Aim:
Can you transcribe every line exactly and leave the pictures behind?

Input material:
---+---

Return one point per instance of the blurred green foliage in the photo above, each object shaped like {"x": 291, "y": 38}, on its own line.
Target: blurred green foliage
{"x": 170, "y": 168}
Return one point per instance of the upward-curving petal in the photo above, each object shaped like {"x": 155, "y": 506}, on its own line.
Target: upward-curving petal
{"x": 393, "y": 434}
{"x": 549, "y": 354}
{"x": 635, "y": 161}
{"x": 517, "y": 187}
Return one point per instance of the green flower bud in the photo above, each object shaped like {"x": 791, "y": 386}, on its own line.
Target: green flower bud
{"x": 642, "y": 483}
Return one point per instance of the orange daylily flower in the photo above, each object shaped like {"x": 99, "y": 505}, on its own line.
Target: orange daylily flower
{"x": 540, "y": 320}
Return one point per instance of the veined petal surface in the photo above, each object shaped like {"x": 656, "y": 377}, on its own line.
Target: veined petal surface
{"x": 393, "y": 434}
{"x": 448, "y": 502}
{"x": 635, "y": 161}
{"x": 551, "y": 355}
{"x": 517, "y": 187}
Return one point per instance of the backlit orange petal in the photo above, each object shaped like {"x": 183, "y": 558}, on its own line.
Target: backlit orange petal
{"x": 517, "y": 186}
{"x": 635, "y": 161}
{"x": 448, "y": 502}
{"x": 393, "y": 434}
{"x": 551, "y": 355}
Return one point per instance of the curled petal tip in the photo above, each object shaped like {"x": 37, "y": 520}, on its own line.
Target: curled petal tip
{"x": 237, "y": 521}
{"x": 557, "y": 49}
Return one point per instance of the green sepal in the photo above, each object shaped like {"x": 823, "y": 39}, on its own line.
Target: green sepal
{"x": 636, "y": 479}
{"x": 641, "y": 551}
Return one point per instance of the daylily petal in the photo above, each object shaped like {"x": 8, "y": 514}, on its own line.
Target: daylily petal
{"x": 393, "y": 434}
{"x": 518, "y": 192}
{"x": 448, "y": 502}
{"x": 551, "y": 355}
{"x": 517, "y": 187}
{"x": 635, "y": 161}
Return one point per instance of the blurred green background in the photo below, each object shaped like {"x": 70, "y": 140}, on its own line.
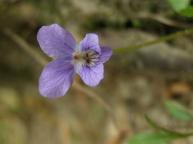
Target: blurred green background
{"x": 135, "y": 83}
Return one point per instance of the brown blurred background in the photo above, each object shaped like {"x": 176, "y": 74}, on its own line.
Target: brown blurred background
{"x": 135, "y": 83}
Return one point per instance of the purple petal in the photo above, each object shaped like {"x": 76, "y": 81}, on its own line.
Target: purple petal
{"x": 55, "y": 41}
{"x": 92, "y": 75}
{"x": 90, "y": 42}
{"x": 56, "y": 78}
{"x": 106, "y": 53}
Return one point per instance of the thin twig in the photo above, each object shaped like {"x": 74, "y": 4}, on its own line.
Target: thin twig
{"x": 156, "y": 41}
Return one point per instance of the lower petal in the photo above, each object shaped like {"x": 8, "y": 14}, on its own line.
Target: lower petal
{"x": 92, "y": 75}
{"x": 56, "y": 78}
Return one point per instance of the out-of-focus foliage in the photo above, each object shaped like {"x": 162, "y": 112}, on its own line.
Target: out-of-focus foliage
{"x": 153, "y": 138}
{"x": 160, "y": 135}
{"x": 134, "y": 83}
{"x": 182, "y": 7}
{"x": 178, "y": 111}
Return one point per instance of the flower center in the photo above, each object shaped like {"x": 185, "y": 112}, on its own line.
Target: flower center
{"x": 88, "y": 58}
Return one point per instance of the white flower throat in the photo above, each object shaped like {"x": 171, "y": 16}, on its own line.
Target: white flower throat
{"x": 88, "y": 58}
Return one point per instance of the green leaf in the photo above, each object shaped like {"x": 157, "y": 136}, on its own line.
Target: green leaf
{"x": 178, "y": 111}
{"x": 179, "y": 5}
{"x": 153, "y": 138}
{"x": 188, "y": 12}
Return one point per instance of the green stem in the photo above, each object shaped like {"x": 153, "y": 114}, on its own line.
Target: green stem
{"x": 156, "y": 41}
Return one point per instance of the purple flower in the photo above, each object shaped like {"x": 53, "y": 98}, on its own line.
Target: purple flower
{"x": 86, "y": 59}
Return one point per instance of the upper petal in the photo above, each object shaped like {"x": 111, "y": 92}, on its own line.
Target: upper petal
{"x": 106, "y": 53}
{"x": 90, "y": 42}
{"x": 56, "y": 78}
{"x": 55, "y": 41}
{"x": 92, "y": 75}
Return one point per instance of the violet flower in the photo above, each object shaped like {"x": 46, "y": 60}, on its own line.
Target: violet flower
{"x": 86, "y": 59}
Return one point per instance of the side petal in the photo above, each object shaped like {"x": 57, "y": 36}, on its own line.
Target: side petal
{"x": 55, "y": 41}
{"x": 56, "y": 78}
{"x": 90, "y": 42}
{"x": 106, "y": 53}
{"x": 92, "y": 75}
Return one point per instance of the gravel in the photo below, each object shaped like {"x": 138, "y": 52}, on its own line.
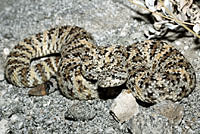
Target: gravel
{"x": 110, "y": 22}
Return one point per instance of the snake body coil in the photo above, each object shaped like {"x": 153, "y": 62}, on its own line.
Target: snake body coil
{"x": 153, "y": 70}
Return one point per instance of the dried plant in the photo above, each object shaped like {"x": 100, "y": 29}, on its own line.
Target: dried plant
{"x": 171, "y": 15}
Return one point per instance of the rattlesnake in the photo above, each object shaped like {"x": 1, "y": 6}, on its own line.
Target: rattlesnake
{"x": 153, "y": 70}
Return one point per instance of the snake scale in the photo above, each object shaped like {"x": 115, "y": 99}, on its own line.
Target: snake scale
{"x": 153, "y": 70}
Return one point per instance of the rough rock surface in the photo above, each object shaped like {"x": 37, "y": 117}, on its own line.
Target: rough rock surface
{"x": 110, "y": 22}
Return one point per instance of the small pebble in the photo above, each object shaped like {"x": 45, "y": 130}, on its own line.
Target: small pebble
{"x": 124, "y": 106}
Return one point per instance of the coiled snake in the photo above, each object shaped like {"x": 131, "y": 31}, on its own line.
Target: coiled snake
{"x": 153, "y": 70}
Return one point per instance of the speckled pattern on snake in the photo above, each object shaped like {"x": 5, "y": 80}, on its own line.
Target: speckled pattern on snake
{"x": 153, "y": 70}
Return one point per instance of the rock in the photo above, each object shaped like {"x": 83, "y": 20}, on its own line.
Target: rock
{"x": 148, "y": 122}
{"x": 174, "y": 112}
{"x": 80, "y": 111}
{"x": 124, "y": 106}
{"x": 3, "y": 126}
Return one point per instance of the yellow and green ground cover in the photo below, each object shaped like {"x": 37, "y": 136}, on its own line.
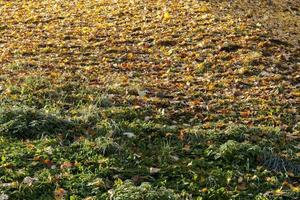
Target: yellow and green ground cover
{"x": 131, "y": 99}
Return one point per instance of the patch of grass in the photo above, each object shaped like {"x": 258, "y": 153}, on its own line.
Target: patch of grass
{"x": 25, "y": 123}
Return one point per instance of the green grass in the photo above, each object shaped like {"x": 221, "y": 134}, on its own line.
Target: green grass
{"x": 162, "y": 100}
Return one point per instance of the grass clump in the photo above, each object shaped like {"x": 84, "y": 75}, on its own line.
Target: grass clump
{"x": 30, "y": 124}
{"x": 128, "y": 191}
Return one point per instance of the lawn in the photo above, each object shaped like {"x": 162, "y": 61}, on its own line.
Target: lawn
{"x": 154, "y": 99}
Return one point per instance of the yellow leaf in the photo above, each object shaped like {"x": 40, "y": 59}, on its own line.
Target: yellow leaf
{"x": 167, "y": 16}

---+---

The result:
Return one point per instance of the blurred green foliage in the photo above, each object shaped like {"x": 291, "y": 38}, on its own line.
Target: blurred green foliage
{"x": 170, "y": 168}
Return one point per instance of the upward-curving petal in the photo above, each object shaped like {"x": 155, "y": 506}, on its own line.
Target: upward-curving petal
{"x": 393, "y": 434}
{"x": 549, "y": 354}
{"x": 635, "y": 161}
{"x": 517, "y": 187}
Return one point per instance of the green flower bud in the photo above, each object shaped like {"x": 791, "y": 386}, on its own line.
Target: green flower bud
{"x": 642, "y": 483}
Return one point per instance of the orange daylily flower in the photo above, each object shaped like {"x": 99, "y": 505}, on its own line.
Target: orange daylily flower
{"x": 540, "y": 320}
Return one point per instance of the veined petal surface in the photo above, each object shaped like {"x": 656, "y": 377}, on its own line.
Target: veined petal surface
{"x": 393, "y": 434}
{"x": 448, "y": 502}
{"x": 635, "y": 161}
{"x": 551, "y": 355}
{"x": 517, "y": 187}
Return one point per instance of the backlit orange petal in the photo above, each object shaped like {"x": 183, "y": 558}, on its own line.
Target: backlit orange petal
{"x": 517, "y": 186}
{"x": 635, "y": 161}
{"x": 448, "y": 502}
{"x": 393, "y": 434}
{"x": 551, "y": 355}
Return one point per instance of the curled petal tip in the photo above, each object shaped like {"x": 37, "y": 520}, on its own line.
Target: curled petal tip
{"x": 237, "y": 521}
{"x": 557, "y": 49}
Return one point per instance of the green sepal in the photo above, each object shaped like {"x": 823, "y": 39}, on its own line.
Target: green sepal
{"x": 636, "y": 479}
{"x": 641, "y": 551}
Return one point per instance of the daylily petal in the photo above, each object shaped like {"x": 8, "y": 514}, on its own line.
Target: daylily petal
{"x": 393, "y": 434}
{"x": 518, "y": 192}
{"x": 448, "y": 502}
{"x": 551, "y": 355}
{"x": 517, "y": 187}
{"x": 635, "y": 161}
Return one point per instance of the blurred green background in the photo below, each object shaped like {"x": 70, "y": 140}, on its own line.
Target: blurred green background
{"x": 135, "y": 83}
Return one point per instance of the brown blurred background in the photo above, each object shaped like {"x": 176, "y": 74}, on its own line.
Target: brown blurred background
{"x": 135, "y": 83}
Return one point per instance of the purple petal in the photo above, each object shaped like {"x": 76, "y": 81}, on its own line.
Target: purple petal
{"x": 55, "y": 41}
{"x": 92, "y": 75}
{"x": 90, "y": 42}
{"x": 56, "y": 78}
{"x": 106, "y": 53}
Return one point per instance of the thin twig in the photo above, each object shaped like {"x": 74, "y": 4}, on its own line.
Target: thin twig
{"x": 156, "y": 41}
Return one point per instance of the lower petal in the photo above, each object shaped like {"x": 8, "y": 14}, on its own line.
Target: lower petal
{"x": 92, "y": 75}
{"x": 56, "y": 78}
Return one point per instance of the out-of-focus foliage in the photo above, each object shaped like {"x": 162, "y": 112}, on its own line.
Target: out-of-focus foliage
{"x": 153, "y": 138}
{"x": 160, "y": 135}
{"x": 134, "y": 83}
{"x": 182, "y": 7}
{"x": 178, "y": 111}
Return one point per instance of the flower center in the photo above, each object shaped like {"x": 185, "y": 112}, on its own line.
Target: flower center
{"x": 88, "y": 58}
Return one point per instance of the white flower throat in the photo above, each object shaped like {"x": 171, "y": 16}, on its own line.
Target: white flower throat
{"x": 88, "y": 58}
Return one point per instance of the green leaf in the photo above, each object shaped like {"x": 157, "y": 136}, on its own line.
Target: green leaf
{"x": 178, "y": 111}
{"x": 179, "y": 5}
{"x": 153, "y": 138}
{"x": 188, "y": 12}
Return one point per instance of the green stem in the photo above, each object shaped like {"x": 153, "y": 114}, on its own line.
Target: green stem
{"x": 156, "y": 41}
Return one point per instance of the purple flower in the photo above, each object shaped like {"x": 53, "y": 98}, on its own line.
Target: purple flower
{"x": 86, "y": 59}
Return one point per instance of the upper petal in the photo above, each object shaped like {"x": 111, "y": 92}, on its own line.
Target: upper petal
{"x": 106, "y": 53}
{"x": 90, "y": 42}
{"x": 56, "y": 78}
{"x": 55, "y": 41}
{"x": 92, "y": 75}
Return one point per instance of the violet flower in the photo above, each object shaped like {"x": 46, "y": 60}, on its own line.
Target: violet flower
{"x": 86, "y": 59}
Return one point per instance of the side petal in the photo above, each object shaped like {"x": 57, "y": 36}, on its own line.
Target: side petal
{"x": 55, "y": 41}
{"x": 56, "y": 78}
{"x": 90, "y": 42}
{"x": 106, "y": 53}
{"x": 92, "y": 75}
Return one point per instance of the gravel in the photo below, each object shaped like {"x": 138, "y": 52}, on its own line.
Target: gravel
{"x": 110, "y": 22}
Return one point per instance of the snake body coil in the photo above, each object shaped like {"x": 153, "y": 62}, on its own line.
Target: snake body coil
{"x": 153, "y": 70}
Return one point per instance of the dried plant in the photo above, each object shaped like {"x": 100, "y": 29}, on its own line.
Target: dried plant
{"x": 171, "y": 15}
Return one point per instance of the rattlesnake in the photo above, each object shaped like {"x": 1, "y": 6}, on its own line.
Target: rattlesnake
{"x": 153, "y": 70}
Return one point per instance of the snake scale in the photo above, each object shaped like {"x": 115, "y": 99}, on its own line.
Target: snake scale
{"x": 153, "y": 70}
Return one point per instance of the rough rock surface in the photo above, each object shaped like {"x": 37, "y": 117}, on its own line.
Target: rough rock surface
{"x": 110, "y": 22}
Return one point per instance of the small pebble in the photo above, each object shaped like {"x": 45, "y": 130}, on its own line.
Target: small pebble
{"x": 124, "y": 106}
Return one point per instance of the coiled snake in the photo above, each object shaped like {"x": 131, "y": 31}, on its own line.
Target: coiled snake
{"x": 153, "y": 70}
Return one point per instance of the speckled pattern on snake in the photo above, each object shaped like {"x": 5, "y": 80}, on its own line.
Target: speckled pattern on snake
{"x": 153, "y": 70}
Return one point per instance of the rock in the photo above, each object shaped like {"x": 83, "y": 20}, on its own line.
Target: rock
{"x": 148, "y": 122}
{"x": 174, "y": 112}
{"x": 80, "y": 111}
{"x": 124, "y": 106}
{"x": 3, "y": 126}
Return one point per instance of the yellow and green ground cover in the photo below, each object shaped like {"x": 37, "y": 136}, on its own line.
Target: yellow and green ground cover
{"x": 131, "y": 99}
Return one point per instance of the patch of grass in the photo above, each object shaped like {"x": 258, "y": 153}, on its own line.
Target: patch of grass
{"x": 25, "y": 123}
Return one point per instance of the green grass in the photo above, each object shaped like {"x": 221, "y": 134}, on its own line.
Target: green grass
{"x": 162, "y": 100}
Return one point per instance of the grass clump in the photo above, each object shaped like {"x": 84, "y": 75}, on its own line.
Target: grass clump
{"x": 30, "y": 124}
{"x": 128, "y": 191}
Return one point per instance of the lawn in the photo above, each object shaped like {"x": 162, "y": 61}, on its own line.
Target: lawn
{"x": 154, "y": 99}
Return one point per instance of the yellow leaf in the photo above, each object shaped like {"x": 40, "y": 59}, on its own line.
Target: yellow leaf
{"x": 167, "y": 16}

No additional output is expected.